→ **Text passage**
********

Rape Survivor Sues Local Motel for Failing to Help Her After Assault

The motel is accused of lacking adequate security, more

Emily Borchardt, the 24-year-old rape survivor behind the defamation suit against Travis County District Attorney Margaret Moore and her First Assistant Mindy Montford, has filed a new civil lawsuit against a local Motel 6.

According to Borchardt’s suit, the motel, located at 5330 North I-35, was the site of her brutal sexual assault that lasted over the course of two days in January 2018. Borchardt is now suing the motel for failing to help her after she escaped the men who had kidnapped and repeatedly raped her.

Like the previous suits (Borchardt is also a plaintiff in the ongoing survivors’ lawsuit against local law enforcement and the D.A.’s Office for extreme mistreatment of women rape survivors that violated their constitutional rights), this one describes – in painstaking detail – Borchardt’s kidnapping, the rapes she endured, and how she feared the men (one of whom served jail time for murder) would kill her. According to the suit, when she was finally allowed to leave, Borchardt “numb and in shock after surviving hours of torture” went to the motel lobby seeking help. The suit states she “reported what she had endured to the clerk at the Motel's front desk, who did not respond and did not call law enforcement. Instead, the clerk simply gave Ms. Borchardt an outside telephone line to use.”

Borchardt, who was a University of Texas senior at the time, called her mother, but when she didn’t answer, Borchardt left the motel and walked along the side of the highway until she found a used-car sales lot because the motel clerk was “not willing to help.” It was the men working at the car lot who called Austin Police. According to the suit, APD arrived at the Motel 6 “within a few hours to begin an investigation,” which confirmed all three men accused of assaulting Borchardt were registered guests. APD also confirmed that “at least one security camera” was positioned to capture video footage from outside of the two rooms in which Borchardt was held. That footage, however, was “never provided to APD," and according to the suit APD confirmed that "all video footage has been erased and/or lost by the Motel.”

********

→ **Data extract**
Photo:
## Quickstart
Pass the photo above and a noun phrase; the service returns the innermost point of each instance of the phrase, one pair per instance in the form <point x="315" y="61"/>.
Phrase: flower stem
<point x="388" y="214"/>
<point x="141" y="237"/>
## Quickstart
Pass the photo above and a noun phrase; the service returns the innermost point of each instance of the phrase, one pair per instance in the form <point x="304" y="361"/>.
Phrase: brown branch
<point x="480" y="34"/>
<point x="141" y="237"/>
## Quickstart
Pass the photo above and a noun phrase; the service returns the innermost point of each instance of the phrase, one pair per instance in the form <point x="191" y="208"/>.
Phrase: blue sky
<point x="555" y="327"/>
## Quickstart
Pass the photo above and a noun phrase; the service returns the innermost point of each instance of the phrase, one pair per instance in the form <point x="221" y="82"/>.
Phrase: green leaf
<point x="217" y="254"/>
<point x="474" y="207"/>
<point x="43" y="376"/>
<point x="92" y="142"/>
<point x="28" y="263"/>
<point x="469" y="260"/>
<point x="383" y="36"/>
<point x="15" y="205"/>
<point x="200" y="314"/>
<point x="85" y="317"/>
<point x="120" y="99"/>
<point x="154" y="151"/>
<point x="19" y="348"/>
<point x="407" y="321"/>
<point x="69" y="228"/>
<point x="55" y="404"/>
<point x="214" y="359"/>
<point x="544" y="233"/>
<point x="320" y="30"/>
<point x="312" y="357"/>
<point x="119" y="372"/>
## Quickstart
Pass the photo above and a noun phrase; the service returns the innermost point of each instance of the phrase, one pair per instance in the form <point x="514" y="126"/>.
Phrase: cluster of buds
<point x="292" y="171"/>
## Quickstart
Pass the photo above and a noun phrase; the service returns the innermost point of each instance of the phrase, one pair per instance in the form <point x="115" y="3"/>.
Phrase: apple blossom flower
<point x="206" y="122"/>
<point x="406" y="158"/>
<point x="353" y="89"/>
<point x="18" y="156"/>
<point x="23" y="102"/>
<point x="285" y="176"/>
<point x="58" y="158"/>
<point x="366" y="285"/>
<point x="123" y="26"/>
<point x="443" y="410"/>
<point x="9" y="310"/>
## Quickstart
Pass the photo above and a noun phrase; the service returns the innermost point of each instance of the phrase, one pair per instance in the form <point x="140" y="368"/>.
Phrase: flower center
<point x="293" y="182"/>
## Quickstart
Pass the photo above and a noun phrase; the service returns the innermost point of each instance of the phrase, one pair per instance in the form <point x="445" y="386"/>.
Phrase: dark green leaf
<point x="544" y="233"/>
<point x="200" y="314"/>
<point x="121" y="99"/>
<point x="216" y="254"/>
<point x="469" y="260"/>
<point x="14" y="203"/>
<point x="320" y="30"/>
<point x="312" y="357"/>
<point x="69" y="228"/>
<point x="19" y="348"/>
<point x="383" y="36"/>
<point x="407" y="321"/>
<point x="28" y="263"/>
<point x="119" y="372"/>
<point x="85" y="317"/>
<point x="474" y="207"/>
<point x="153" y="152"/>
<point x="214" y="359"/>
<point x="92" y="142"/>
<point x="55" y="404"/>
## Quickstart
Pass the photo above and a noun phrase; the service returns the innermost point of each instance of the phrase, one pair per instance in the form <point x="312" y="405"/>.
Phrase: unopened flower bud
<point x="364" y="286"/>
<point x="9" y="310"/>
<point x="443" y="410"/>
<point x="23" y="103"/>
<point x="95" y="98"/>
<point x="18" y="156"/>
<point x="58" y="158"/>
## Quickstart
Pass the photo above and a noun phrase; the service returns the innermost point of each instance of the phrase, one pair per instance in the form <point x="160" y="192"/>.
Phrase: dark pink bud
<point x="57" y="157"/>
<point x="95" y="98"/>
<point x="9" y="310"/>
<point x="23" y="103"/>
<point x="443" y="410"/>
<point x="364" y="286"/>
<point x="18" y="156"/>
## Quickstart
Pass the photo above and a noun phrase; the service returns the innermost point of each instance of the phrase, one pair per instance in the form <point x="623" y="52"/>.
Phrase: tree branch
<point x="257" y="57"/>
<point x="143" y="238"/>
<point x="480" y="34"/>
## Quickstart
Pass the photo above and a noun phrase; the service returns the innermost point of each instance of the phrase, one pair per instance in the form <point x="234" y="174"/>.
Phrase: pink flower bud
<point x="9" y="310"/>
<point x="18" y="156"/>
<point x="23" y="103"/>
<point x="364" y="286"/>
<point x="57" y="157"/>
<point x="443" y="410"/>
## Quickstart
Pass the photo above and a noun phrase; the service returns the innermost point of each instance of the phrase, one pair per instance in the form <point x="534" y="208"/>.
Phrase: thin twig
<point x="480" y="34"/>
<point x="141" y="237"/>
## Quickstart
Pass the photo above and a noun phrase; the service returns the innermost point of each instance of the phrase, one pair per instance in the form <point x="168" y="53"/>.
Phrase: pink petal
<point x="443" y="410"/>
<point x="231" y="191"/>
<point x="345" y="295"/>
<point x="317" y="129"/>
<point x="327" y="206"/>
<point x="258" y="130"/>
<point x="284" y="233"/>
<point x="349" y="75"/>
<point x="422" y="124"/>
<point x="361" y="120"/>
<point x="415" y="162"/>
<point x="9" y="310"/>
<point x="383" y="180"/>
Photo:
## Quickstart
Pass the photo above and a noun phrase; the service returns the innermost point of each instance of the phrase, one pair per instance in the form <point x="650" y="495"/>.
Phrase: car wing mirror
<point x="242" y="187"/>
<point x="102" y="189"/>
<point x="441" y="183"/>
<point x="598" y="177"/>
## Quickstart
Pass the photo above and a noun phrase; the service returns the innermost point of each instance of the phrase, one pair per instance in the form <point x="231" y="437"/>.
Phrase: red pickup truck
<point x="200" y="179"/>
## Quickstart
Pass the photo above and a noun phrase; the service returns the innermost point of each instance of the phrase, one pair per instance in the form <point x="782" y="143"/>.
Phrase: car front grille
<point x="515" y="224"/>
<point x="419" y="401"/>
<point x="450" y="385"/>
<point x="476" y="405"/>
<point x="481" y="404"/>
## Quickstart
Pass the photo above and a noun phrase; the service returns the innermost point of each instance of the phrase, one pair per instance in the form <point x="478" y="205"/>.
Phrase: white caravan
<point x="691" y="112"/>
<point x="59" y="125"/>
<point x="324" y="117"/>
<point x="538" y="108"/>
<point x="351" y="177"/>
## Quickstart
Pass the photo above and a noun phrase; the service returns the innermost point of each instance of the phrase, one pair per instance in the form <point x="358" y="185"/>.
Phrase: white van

********

→ **Exercises**
• 1. Answer these questions from the article about the motel lawsuit above, one line each:
(a) At what address is the motel located?
(b) Who called Austin Police?
(c) What was Borchardt at the time of the assault?
• 2. For each statement, say yes or no according to the article about the motel lawsuit, and quote the words that decide it:
(a) The motel clerk called law enforcement after Borchardt reported what she had endured.
(b) APD confirmed that all three accused men were registered guests at the motel.
(c) Borchardt's mother answered when Borchardt called her.

→ **Answers below**
• 1.
(a) 5330 North I-35
(b) The men working at the car lot
(c) A University of Texas senior

• 2.
(a) No: "who did not respond and did not call law enforcement"
(b) Yes: "confirmed all three men accused of assaulting Borchardt were registered guests"
(c) No: "called her mother, but when she didn’t answer"